GIVEN REQUEST: Count the lines in the material below that contain the word "building", treating uppercase and lowercase as different, and reply with only that number.

THE INPUT:
Begin

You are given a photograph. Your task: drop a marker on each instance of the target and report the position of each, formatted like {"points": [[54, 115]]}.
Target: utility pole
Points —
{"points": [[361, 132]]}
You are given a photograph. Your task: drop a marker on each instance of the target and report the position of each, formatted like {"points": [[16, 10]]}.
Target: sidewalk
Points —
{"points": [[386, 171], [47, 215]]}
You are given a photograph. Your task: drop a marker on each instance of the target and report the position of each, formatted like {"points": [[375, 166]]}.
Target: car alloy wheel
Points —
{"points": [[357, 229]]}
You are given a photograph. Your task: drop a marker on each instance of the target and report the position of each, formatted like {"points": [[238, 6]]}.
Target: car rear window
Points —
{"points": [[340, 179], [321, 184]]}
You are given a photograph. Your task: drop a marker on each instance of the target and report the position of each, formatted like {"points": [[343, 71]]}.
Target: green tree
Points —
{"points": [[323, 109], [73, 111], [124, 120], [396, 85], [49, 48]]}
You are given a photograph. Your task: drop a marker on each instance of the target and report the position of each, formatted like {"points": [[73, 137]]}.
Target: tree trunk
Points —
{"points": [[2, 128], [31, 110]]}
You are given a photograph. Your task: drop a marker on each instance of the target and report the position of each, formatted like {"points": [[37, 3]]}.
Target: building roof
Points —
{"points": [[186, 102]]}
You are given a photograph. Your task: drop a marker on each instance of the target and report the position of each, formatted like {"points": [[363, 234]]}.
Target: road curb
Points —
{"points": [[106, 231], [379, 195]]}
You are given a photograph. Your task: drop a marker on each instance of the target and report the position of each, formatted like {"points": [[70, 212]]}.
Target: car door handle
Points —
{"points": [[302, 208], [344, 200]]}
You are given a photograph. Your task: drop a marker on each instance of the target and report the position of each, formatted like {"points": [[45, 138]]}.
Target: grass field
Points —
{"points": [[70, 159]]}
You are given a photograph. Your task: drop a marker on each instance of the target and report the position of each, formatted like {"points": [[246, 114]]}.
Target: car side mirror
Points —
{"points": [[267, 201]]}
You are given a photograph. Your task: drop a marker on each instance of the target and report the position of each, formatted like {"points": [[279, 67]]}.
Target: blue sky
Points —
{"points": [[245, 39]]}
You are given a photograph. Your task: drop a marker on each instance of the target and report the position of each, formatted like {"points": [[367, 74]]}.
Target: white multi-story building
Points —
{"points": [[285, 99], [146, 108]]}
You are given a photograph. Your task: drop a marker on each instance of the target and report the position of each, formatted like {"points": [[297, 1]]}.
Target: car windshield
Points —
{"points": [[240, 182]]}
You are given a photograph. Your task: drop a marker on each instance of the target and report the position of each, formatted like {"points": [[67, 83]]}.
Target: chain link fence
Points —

End

RESPONSE TO THE EXERCISE: 2